▸ **TASK REQUIREMENTS**: After locating the line with "Target: industrial machine", retype it and every later line exactly, stopping at the end of the records.
########
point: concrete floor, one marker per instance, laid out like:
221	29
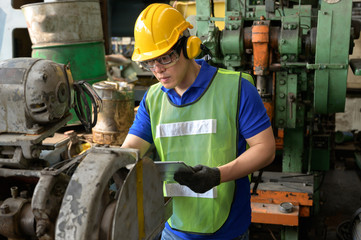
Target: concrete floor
340	198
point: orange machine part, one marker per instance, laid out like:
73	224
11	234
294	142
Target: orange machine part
260	40
266	207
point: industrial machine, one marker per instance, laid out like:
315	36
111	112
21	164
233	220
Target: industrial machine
298	52
103	193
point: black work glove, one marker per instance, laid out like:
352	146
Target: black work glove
200	180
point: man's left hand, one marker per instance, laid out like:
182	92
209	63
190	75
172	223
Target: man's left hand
201	180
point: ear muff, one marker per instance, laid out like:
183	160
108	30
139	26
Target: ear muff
192	47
########
▸ **SOLUTION FOR THIS EXERCISE**:
Target: industrial machine
298	52
103	193
point: black work glove, one marker per instance, laid out like:
352	146
Target: black work glove
200	180
point: man's left hand, one marker per instance, laid out like:
182	92
209	63
190	75
172	223
Target: man's left hand
201	180
point: ear muff, one marker per instance, laid out like:
183	160
108	30
139	26
Target: ear muff
192	47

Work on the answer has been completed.